SET EXERCISE: Gather every line in the material below that contains the string "boat", and copy each one in full.

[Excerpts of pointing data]
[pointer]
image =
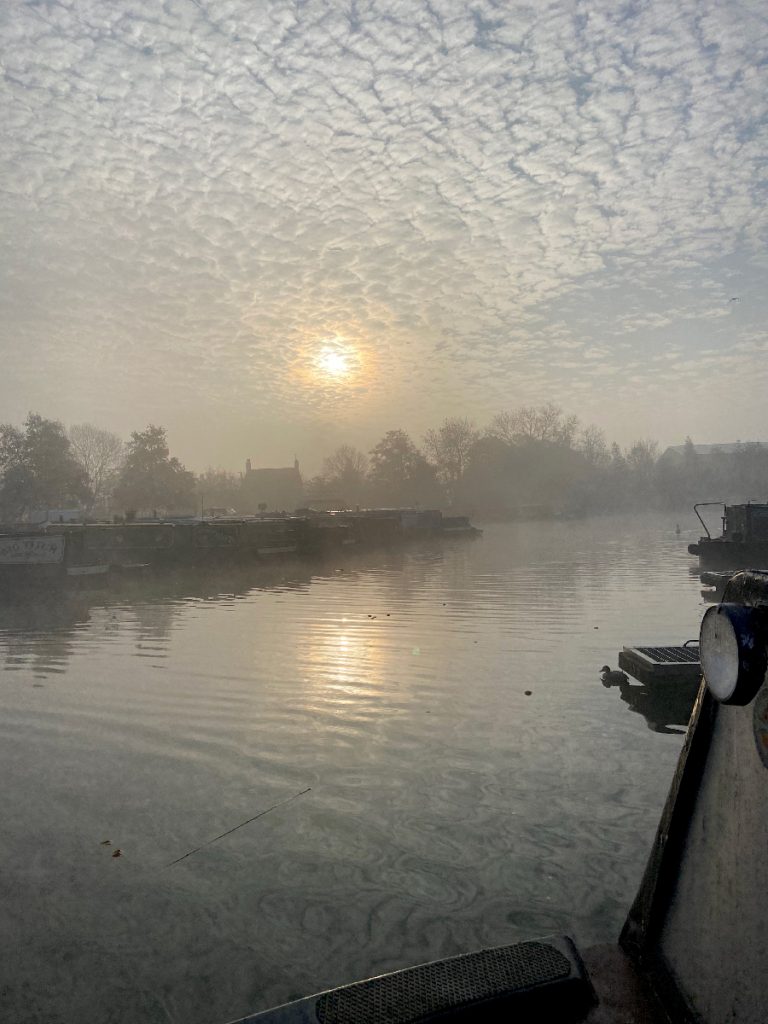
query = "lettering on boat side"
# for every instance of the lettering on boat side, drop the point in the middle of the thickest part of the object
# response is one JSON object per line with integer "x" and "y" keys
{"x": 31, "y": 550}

* * *

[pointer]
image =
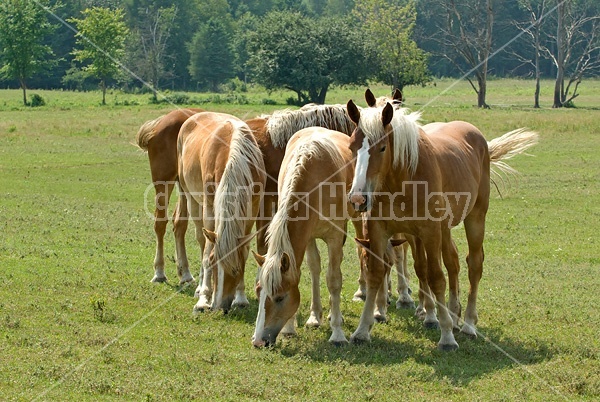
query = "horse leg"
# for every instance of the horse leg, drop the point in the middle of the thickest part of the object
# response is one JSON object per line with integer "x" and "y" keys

EXPECTED ANSWER:
query = "lettering on boat side"
# for every instance of the lettering on boat side, drop the point in the middle of the thickest part of the object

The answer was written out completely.